_Dataset extract:_
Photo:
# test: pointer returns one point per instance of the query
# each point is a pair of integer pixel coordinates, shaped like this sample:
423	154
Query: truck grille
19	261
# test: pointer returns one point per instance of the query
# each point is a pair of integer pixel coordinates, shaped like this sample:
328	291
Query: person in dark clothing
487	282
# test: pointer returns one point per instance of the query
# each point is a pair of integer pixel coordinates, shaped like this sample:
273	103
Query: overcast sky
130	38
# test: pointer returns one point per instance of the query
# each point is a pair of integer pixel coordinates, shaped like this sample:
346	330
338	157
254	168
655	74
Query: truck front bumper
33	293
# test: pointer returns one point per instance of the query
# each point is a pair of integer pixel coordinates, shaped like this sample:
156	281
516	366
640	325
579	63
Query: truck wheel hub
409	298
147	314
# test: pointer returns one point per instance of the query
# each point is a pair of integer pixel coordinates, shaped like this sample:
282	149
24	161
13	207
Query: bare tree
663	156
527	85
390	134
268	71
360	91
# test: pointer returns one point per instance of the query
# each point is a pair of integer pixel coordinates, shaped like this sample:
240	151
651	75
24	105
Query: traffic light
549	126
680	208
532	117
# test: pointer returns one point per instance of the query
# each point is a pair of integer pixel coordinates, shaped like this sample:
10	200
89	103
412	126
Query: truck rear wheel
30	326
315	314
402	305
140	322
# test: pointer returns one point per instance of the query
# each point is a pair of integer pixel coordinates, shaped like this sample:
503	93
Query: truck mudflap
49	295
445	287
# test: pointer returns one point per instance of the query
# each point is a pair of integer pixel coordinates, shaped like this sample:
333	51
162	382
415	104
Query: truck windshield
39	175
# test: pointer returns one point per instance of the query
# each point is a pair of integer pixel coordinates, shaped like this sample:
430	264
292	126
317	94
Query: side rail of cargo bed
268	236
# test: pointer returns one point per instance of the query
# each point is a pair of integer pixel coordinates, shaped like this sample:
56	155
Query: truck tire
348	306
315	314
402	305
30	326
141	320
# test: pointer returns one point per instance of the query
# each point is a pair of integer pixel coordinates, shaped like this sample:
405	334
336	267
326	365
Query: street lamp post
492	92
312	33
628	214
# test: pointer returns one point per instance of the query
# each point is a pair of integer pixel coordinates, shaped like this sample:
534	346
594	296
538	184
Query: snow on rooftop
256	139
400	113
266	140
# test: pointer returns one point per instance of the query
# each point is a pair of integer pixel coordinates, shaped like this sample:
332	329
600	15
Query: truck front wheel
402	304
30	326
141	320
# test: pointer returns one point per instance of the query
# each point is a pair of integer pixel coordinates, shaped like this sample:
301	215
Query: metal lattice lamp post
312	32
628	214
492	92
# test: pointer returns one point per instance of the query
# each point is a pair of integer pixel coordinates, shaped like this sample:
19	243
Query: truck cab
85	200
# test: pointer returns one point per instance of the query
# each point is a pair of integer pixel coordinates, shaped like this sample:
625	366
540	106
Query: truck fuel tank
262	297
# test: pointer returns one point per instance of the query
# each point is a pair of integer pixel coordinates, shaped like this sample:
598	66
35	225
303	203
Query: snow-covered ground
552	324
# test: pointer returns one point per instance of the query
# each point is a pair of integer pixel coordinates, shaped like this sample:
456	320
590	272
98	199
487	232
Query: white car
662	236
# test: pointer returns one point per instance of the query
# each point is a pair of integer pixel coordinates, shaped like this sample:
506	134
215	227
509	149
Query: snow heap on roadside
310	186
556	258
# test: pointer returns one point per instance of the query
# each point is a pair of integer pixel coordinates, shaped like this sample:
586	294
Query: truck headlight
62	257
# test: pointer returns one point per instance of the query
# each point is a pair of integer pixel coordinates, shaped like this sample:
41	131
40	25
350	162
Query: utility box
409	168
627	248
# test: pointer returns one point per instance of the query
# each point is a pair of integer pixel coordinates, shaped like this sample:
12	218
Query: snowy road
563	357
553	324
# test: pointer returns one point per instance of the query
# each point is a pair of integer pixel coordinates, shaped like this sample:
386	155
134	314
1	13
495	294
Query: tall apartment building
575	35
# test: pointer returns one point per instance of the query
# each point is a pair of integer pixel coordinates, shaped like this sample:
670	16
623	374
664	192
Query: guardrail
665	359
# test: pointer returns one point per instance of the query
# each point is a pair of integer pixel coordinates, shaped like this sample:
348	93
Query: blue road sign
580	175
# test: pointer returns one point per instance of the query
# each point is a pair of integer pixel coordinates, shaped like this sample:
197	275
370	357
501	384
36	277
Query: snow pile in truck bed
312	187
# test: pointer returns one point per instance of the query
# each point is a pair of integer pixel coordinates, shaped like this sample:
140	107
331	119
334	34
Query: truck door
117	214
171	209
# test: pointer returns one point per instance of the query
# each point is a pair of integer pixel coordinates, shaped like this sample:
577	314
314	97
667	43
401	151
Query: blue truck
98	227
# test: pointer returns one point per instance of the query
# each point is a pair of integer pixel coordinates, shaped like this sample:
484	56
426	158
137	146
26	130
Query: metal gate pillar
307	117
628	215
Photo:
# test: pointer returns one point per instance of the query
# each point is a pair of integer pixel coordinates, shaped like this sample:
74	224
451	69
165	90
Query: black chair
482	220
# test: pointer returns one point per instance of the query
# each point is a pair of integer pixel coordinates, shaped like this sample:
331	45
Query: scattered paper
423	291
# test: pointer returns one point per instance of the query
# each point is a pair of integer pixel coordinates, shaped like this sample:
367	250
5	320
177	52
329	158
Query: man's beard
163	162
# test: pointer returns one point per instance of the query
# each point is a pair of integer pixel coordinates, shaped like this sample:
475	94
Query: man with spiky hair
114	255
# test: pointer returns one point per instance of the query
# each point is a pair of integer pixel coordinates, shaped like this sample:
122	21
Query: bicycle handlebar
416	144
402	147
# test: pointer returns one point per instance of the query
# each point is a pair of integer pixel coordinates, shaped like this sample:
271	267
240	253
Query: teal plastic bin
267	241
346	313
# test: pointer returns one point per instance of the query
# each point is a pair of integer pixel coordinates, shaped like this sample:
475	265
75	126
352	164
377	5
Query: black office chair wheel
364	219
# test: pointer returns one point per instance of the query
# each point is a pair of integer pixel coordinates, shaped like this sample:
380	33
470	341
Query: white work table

_Exercise instructions:_ Restate every entry word for word.

_Correct answer:_
Photo:
# test: pointer returns one point per instance of the query
# each point is a pair of integer pixel coordinates, shaped like this sample:
423	154
Query: truck grille
19	261
# test: pointer returns one point per instance of the query
# each point is a pair of integer pixel coordinates, shaped like this sample:
328	291
Query: person in dark clothing
487	282
# test: pointer returns one point per instance of the query
# each point is a pair of integer pixel coordinates, shaped like this sample:
273	103
Query: overcast sky
130	38
# test: pointer returns one point per instance of the query
# each point is a pair of integer pixel coordinates, shaped like this sample:
346	330
338	157
254	168
655	74
Query: truck front bumper
33	293
# test: pointer returns one point per instance of the query
# each point is a pair of integer pixel coordinates, shaped like this sample:
156	281
516	366
640	325
579	63
Query: truck wheel hub
409	298
147	314
# test: pointer returns one point per instance of the query
# each point is a pair of integer pixel coordinates, shaped like this sample:
282	149
24	161
13	207
Query: bare tree
663	156
527	85
390	134
268	71
360	91
# test: pointer returns one point per instance of the query
# each point is a pair of integer pixel coordinates, shaped like this sample:
240	151
651	75
24	105
Query: traffic light
549	126
680	208
532	117
# test: pointer returns one point per instance of the query
# each point is a pair of integer pixel coordinates, shaped like this sample:
10	200
89	103
412	126
Query: truck rear wheel
30	326
315	314
402	305
140	322
# test: pointer returns one point per instance of the query
# each point is a pair of integer pixel coordinates, shaped like this sample:
503	93
Query: truck mudflap
49	295
445	287
# test: pointer returns one point per instance of the query
# each point is a pair of integer pixel coordinates, shaped like this sample:
333	51
162	382
415	104
Query: truck windshield
39	175
# test: pointer returns one point per instance of the query
# each point is a pair of integer pixel coordinates, shaped like this sample:
430	264
292	126
317	94
Query: side rail of cargo bed
268	236
# test: pointer returns one point per instance of the query
# each point is a pair of integer pixel coordinates, shaped like this sample:
56	155
Query: truck tire
348	306
315	314
402	305
30	326
141	320
# test: pointer returns one point per instance of the query
# each point is a pair of integer pixel coordinates, shaped like this sample:
405	334
336	267
326	365
Query: street lamp post
492	92
312	33
628	214
# test: pointer returns one point per instance of the query
# each point is a pair of integer pixel coordinates, shaped like this sample:
534	346
594	296
538	184
Query: snow on rooftop
256	139
400	113
266	140
# test: pointer returns one point per instance of the query
# each point is a pair of integer pixel coordinates, shaped like this sample:
332	329
600	15
Query: truck front wheel
402	304
30	326
141	320
# test: pointer returns one point per instance of the query
# each point is a pair of integer pixel coordinates, shaped like this sample:
301	215
Query: metal lattice lamp post
312	32
628	214
492	92
# test: pointer returns one point per instance of the query
# each point is a pair of integer pixel coordinates, shaped like this sample:
19	243
Query: truck cab
85	200
# test: pointer returns one point per instance of the query
# each point is a pair of integer pixel coordinates, shaped like this sample:
625	366
540	106
Query: truck fuel tank
262	297
# test: pointer returns one point per instance of the query
# each point is a pair of integer pixel coordinates, shaped like this sample:
598	66
35	225
303	203
Query: snow-covered ground
552	324
# test: pointer returns one point per instance of the query
# each point is a pair of integer pixel coordinates, shaped like this sample:
456	320
590	272
98	199
487	232
Query: white car
662	236
# test: pointer returns one point per instance of the query
# each point is a pair of integer pixel coordinates, shaped like this sample:
506	134
215	227
509	149
Query: snow heap on roadside
310	186
556	258
# test: pointer returns one point per instance of the query
# each point is a pair of integer pixel coordinates, shaped like this sample:
586	294
Query: truck headlight
62	257
# test: pointer returns one point per instance of the query
# each point is a pair of integer pixel coordinates, shaped like this sample:
41	131
40	25
350	162
Query: utility box
409	168
627	248
# test: pointer returns one point per instance of the query
# each point is a pair of integer pixel coordinates, shaped like this sample:
12	218
Query: snowy road
563	357
553	324
# test: pointer returns one point per instance of the query
# each point is a pair of integer pixel coordinates, shaped like this sample:
386	155
134	314
1	13
495	294
Query: tall apartment building
575	35
# test: pointer returns one point per instance of the query
# each point is a pair of integer pixel coordinates, shaped like this sample:
670	16
623	374
664	192
Query: guardrail
665	359
# test: pointer returns one point per instance of the query
# each point is a pair of integer pixel coordinates, shaped like this sample:
348	93
Query: blue road sign
580	175
# test: pointer returns one point per instance of the query
# each point is a pair of integer pixel coordinates, shaped like this sample:
197	275
370	357
501	384
36	277
Query: snow pile in truck bed
312	187
# test: pointer returns one point per instance of the query
# each point is a pair of integer pixel coordinates, shaped like this sample:
140	107
331	119
334	34
Query: truck door
117	214
171	209
# test: pointer returns one point per instance of the query
# each point is a pair of integer pixel coordinates, shaped like this sample:
577	314
314	97
667	43
401	151
Query: blue truck
98	227
# test: pointer returns one point per instance of the query
# each point is a pair of integer pixel coordinates, shaped like this sample:
484	56
426	158
137	146
26	130
Query: metal gate pillar
307	117
628	215
Photo:
# test: pointer returns one point per instance of the query
# each point is a pair of integer pixel coordinates, shaped like this sample:
74	224
451	69
165	90
Query: black chair
482	220
# test: pointer returns one point per instance of the query
# each point is a pair of integer pixel coordinates, shaped like this sample:
331	45
Query: scattered paper
423	291
# test: pointer returns one point per instance of the query
# each point is a pair of integer pixel coordinates, shaped like this sample:
367	250
5	320
177	52
329	158
Query: man's beard
163	162
# test: pointer returns one point per instance of the query
# each point is a pair of integer pixel coordinates, shaped like this sample:
475	94
Query: man with spiky hair
114	255
# test: pointer returns one point per instance of the query
# each point is a pair of integer pixel coordinates, shaped like this sample:
122	21
Query: bicycle handlebar
416	144
402	147
# test: pointer returns one point per instance of the query
# each point is a pair of integer pixel coordinates, shaped like this sample:
271	267
240	253
Query: teal plastic bin
267	241
346	313
# test: pointer returns one point per instance of the query
# each point is a pair of integer pixel coordinates, shaped like this sample:
475	265
75	126
352	164
377	5
Query: black office chair wheel
364	219
# test: pointer returns one point per instance of the query
# each point is a pair of integer pixel coordinates, shaped like this sample:
380	33
470	341
Query: white work table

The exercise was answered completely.